**PAGE EXTRACT**
Add a new column for DEP_DELAYED 

In [8]:
flight_data_df.loc[(flight_data_df['DEP_DELAY']>15), 'DEP_DELAYED'] = True
flight_data_df.loc[(flight_data_df['DEP_DELAY']<=15), 'DEP_DELAYED'] = False

flight_data_df.groupby(['DEP_DELAYED'])['DEP_DELAYED'].count().sort_index()

DEP_DELAYED
False    481039
True     120522
Name: DEP_DELAYED, dtype: int64

Adding a new column 'DELAY_REASON' that tells the reason for a flight getting delayed 

In [9]:
flight_data_df['DELAY_REASON'] = np.where(flight_data_df.CARRIER_DELAY != 0, 'Carrier',
                                          np.where(flight_data_df.LATE_AIRCRAFT_DELAY != 0, 'LateAircraft',
                                                   np.where(flight_data_df.WEATHER_DELAY != 0, 'Weather',
                                                            np.where(flight_data_df.NAS_DELAY != 0, 'NAS',
                                                                     np.where(flight_data_df.SECURITY_DELAY != 0, 'Security','')))))

flight_data_df.groupby(['DELAY_REASON'])['DELAY_REASON'].count().sort_index()

DELAY_REASON
                477611
Carrier          74794
LateAircraft     26097
NAS              18695
Security           142
Weather           4222
Name: DELAY_REASON, dtype: int64

### Implementing arithmetic functions for statistical analysis

Creating a new dataframe with total number of flights per operating carrier to calculate the % 

In [10]:
flight_totals = flight_data_df.value_counts(subset=['OP_UNIQUE_CARRIER']).reset_index() 
flight_totals_df = pd.DataFrame(flight_totals)

[Pointing rows]
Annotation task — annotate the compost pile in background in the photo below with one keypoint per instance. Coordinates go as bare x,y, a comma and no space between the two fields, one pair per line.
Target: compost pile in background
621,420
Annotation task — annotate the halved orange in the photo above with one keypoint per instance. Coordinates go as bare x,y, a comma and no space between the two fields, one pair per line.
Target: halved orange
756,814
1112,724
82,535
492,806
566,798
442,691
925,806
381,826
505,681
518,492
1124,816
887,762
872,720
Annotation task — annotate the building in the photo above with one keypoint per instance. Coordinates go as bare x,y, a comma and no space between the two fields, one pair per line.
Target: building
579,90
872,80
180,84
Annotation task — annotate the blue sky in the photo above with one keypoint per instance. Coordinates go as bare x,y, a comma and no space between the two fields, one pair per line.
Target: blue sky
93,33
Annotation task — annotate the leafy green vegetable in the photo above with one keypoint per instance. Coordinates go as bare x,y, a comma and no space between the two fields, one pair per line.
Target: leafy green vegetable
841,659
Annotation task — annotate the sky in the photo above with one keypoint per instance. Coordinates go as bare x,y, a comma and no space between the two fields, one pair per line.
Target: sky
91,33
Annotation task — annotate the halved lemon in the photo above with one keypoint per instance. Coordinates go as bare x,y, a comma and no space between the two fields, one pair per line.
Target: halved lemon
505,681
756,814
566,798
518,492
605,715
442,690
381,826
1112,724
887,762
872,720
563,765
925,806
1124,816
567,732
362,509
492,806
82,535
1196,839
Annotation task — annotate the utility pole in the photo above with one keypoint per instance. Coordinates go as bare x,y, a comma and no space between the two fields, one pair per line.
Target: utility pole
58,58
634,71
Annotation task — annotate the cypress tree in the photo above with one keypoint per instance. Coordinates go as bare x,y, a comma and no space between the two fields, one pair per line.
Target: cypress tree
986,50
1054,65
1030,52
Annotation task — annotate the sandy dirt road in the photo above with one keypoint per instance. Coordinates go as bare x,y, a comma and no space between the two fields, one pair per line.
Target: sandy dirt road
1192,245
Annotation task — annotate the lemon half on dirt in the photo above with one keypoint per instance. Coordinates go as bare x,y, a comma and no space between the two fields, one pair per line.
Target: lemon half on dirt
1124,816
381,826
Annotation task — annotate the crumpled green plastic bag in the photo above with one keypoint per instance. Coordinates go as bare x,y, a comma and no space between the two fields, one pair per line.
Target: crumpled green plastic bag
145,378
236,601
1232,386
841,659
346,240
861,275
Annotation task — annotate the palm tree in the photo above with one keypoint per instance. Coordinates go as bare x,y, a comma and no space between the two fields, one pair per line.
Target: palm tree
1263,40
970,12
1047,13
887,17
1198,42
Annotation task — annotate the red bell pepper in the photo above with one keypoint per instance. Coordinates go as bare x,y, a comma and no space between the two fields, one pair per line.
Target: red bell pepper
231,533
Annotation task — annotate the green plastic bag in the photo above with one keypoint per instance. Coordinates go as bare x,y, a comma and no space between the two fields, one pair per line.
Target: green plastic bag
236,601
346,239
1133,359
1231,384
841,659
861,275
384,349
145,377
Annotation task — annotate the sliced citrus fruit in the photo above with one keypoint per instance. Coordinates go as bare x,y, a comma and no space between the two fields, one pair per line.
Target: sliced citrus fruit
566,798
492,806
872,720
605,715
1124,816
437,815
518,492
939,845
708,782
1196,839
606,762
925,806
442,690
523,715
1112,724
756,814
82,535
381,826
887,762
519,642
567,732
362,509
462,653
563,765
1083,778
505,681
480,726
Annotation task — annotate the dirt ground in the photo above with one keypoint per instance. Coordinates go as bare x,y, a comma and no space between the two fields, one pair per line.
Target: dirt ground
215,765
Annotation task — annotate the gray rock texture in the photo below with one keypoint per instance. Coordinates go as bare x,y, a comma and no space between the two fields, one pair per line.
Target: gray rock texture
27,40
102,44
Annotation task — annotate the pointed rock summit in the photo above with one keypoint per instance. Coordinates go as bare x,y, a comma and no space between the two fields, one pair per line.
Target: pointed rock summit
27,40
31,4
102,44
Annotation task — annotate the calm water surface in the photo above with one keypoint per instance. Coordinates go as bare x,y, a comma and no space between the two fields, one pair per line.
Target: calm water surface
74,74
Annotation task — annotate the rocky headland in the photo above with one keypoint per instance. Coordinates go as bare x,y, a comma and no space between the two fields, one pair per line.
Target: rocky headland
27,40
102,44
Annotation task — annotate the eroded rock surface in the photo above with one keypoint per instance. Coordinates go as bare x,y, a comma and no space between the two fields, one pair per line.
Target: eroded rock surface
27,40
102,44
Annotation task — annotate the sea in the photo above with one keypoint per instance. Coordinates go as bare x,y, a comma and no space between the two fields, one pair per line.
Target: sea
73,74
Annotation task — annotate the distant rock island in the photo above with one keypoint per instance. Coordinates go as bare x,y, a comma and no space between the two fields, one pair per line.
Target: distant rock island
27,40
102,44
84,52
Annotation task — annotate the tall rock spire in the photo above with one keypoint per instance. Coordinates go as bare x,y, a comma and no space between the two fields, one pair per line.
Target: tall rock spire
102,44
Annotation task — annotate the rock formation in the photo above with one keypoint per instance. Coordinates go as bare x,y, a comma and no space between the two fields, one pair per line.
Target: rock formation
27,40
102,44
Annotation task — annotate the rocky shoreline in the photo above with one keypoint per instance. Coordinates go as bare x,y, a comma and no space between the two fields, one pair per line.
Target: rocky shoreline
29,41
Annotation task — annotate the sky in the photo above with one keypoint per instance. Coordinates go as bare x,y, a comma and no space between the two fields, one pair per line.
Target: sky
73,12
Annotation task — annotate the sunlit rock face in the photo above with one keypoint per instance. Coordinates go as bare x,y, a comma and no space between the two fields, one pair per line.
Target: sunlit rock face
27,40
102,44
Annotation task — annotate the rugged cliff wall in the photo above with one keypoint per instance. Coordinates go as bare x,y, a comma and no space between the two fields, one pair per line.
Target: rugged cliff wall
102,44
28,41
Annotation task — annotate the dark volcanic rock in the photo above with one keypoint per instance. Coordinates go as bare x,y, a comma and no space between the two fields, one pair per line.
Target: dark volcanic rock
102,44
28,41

**PROBLEM A**
Using the flight delay page extract, decide whether each statement agrees with it: (i) a flight with a DEP_DELAY above 15 gets True in the DEP_DELAYED column; (ii) the new dataframe built at the end holds the total number of flights per operating carrier; (iii) a nonzero LATE_AIRCRAFT_DELAY produces the label 'Late'. Answer yes or no for each, and quote the words from the extract that decide it.
**PROBLEM B**
Locate every line in the rows that contains the word "road", and copy each of those lines. Case counts.

**FULL SOLUTION A**
(i) Yes: "flight_data_df.loc[(flight_data_df['DEP_DELAY']>15), 'DEP_DELAYED'] = True"
(ii) Yes: "Creating a new dataframe with total number of flights per operating carrier"
(iii) No: "np.where(flight_data_df.LATE_AIRCRAFT_DELAY != 0, 'LateAircraft',"

**FULL SOLUTION B**
Annotation task — annotate the sandy dirt road in the photo above with one keypoint per instance. Coordinates go as bare x,y, a comma and no space between the two fields, one pair per line.
Target: sandy dirt road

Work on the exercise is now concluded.